#### Passage provided

————

This is an interesting decision that will have very wide-ranging consequences.
First up, however -- it does not eliminate what is known as the Chevron Deference doctrine. It nips at the edge, but as is the usual Supreme Court practice if they can find a reasoned way to not do something like that, they don't. They did, thus they didn't.
It is pertinent to the Court’s analysis that EPA has acted consistent with such a limitation for four decades. But the only question before the Court is more narrow: whether the “best system of emission reduction” identified by EPA in the Clean Power Plan was within the authority granted to the Agency in Section 111(d) of the Clean Air Act. For the reasons given, the answer is no. Pp. 28–31.
Chevron is more-broad than this, but not by a great deal -- it's a matter of degree, not act. For this reason the decision is very, very consequential. Indeed it is almost-certain to change far more than the overturning of Roe -- and that's a good thing.
Here's the key to the entire case:
Since passage of the Act 50 years ago, EPA has exercised this authority by setting performance standards based on measures that would reduce pollution by causing plants to operate more cleanly. In 2015, however, EPA issued a new rule concluding that the “best system of emission reduction” for existing coal-fired power plants included a requirement that such facilities reduce their own production of electricity, or subsidize increased generation by natural gas, wind, or solar sources.

————

#### Lines from a data collection
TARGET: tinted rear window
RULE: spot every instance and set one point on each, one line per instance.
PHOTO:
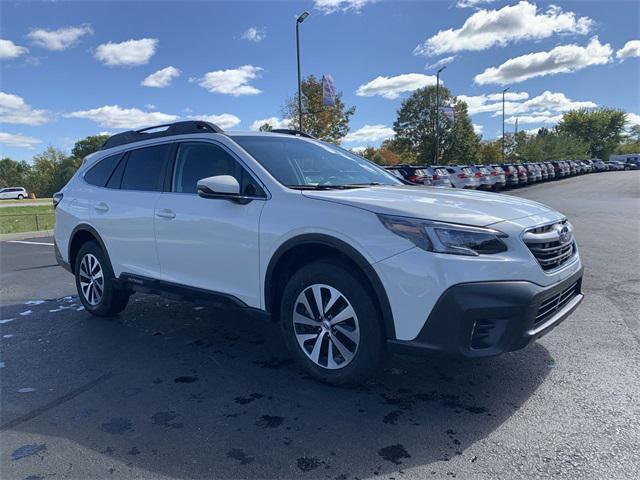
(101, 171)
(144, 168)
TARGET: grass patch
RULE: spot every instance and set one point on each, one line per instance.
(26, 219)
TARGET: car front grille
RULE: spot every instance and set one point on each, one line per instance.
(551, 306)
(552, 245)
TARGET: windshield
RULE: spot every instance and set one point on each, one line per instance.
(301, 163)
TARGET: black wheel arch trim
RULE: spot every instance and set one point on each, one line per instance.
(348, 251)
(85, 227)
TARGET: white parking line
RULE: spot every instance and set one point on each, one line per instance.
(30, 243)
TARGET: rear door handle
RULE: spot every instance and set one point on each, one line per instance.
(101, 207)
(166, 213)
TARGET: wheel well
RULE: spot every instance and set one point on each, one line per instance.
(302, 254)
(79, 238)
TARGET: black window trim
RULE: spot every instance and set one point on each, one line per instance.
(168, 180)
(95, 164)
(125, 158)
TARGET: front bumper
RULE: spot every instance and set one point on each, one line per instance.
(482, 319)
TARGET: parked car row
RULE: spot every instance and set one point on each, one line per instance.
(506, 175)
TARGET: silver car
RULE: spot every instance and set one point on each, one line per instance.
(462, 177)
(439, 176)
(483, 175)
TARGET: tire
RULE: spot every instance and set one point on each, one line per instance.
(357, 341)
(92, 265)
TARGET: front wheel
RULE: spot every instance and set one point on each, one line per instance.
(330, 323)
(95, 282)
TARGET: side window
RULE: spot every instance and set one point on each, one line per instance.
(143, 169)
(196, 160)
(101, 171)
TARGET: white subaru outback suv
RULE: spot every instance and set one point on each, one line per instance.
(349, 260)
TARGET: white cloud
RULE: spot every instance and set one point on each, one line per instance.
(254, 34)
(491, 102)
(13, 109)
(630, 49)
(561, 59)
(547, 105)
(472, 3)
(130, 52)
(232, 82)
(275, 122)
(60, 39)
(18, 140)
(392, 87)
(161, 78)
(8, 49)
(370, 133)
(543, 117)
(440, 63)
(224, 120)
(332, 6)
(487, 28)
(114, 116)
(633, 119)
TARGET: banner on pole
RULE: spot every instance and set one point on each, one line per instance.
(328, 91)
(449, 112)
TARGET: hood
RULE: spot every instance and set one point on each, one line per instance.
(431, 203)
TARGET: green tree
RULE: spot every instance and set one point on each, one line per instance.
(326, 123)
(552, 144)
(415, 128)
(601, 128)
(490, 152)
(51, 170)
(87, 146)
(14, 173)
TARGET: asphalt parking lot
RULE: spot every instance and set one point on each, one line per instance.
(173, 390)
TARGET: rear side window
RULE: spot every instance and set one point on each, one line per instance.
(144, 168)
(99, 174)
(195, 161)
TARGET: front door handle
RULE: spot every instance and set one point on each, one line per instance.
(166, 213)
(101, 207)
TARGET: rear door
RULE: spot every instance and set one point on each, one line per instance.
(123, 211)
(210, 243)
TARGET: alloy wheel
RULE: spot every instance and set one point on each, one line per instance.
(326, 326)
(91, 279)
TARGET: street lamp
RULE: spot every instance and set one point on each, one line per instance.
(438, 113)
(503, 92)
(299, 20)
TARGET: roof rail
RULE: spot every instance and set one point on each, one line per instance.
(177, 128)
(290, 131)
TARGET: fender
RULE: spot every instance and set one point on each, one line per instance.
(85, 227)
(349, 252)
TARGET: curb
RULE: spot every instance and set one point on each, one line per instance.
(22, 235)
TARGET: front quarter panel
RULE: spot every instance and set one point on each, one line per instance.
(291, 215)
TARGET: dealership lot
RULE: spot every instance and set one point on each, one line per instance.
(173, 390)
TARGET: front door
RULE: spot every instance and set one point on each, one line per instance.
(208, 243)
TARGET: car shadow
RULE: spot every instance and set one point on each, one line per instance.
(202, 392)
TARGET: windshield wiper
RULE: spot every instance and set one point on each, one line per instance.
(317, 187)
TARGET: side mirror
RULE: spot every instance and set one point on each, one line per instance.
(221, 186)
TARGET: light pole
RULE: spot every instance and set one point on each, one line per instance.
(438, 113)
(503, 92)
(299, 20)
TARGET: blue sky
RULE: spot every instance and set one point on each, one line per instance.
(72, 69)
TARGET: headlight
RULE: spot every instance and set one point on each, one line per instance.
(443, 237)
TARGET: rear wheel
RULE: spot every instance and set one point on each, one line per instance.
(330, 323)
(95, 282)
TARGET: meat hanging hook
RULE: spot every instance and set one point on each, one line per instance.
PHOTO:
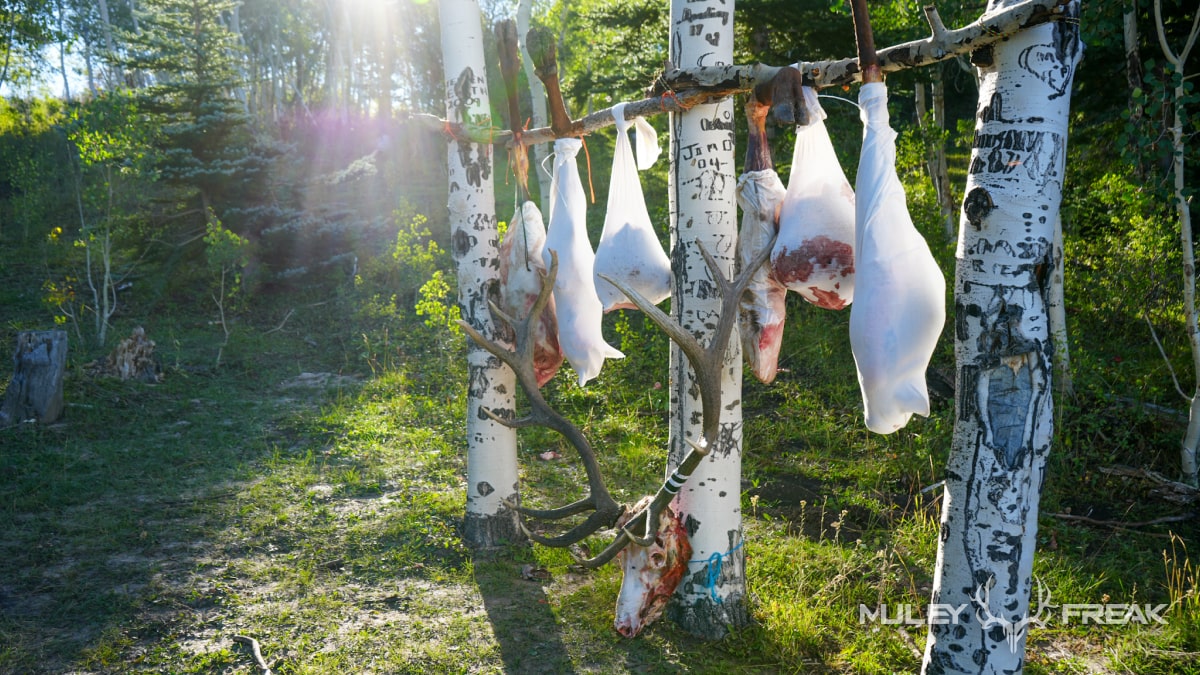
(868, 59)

————

#### What to work on
1. Quote the commentary on the Supreme Court decision word for word, starting with "It is pertinent" and going on through "a good thing.".
2. Summarize the commentary on the Supreme Court decision in three sentences.

#### Task results
1.
It is pertinent to the Court’s analysis that EPA has acted consistent with such a limitation for four decades. But the only question before the Court is more narrow: whether the “best system of emission reduction” identified by EPA in the Clean Power Plan was within the authority granted to the Agency in Section 111(d) of the Clean Air Act. For the reasons given, the answer is no. Pp. 28–31.
Chevron is more-broad than this, but not by a great deal -- it's a matter of degree, not act. For this reason the decision is very, very consequential. Indeed it is almost-certain to change far more than the overturning of Roe -- and that's a good thing.

2. The decision does not eliminate the Chevron Deference doctrine, but it will have wide-ranging consequences and is almost certain to change far more than the overturning of Roe. The Court held that the "best system of emission reduction" EPA identified in the Clean Power Plan was not within the authority granted to the Agency in Section 111(d) of the Clean Air Act. For decades EPA had set performance standards that made plants operate more cleanly, but in 2015 it issued a new rule requiring existing coal-fired power plants to reduce their own production of electricity or subsidize increased generation by natural gas, wind, or solar sources.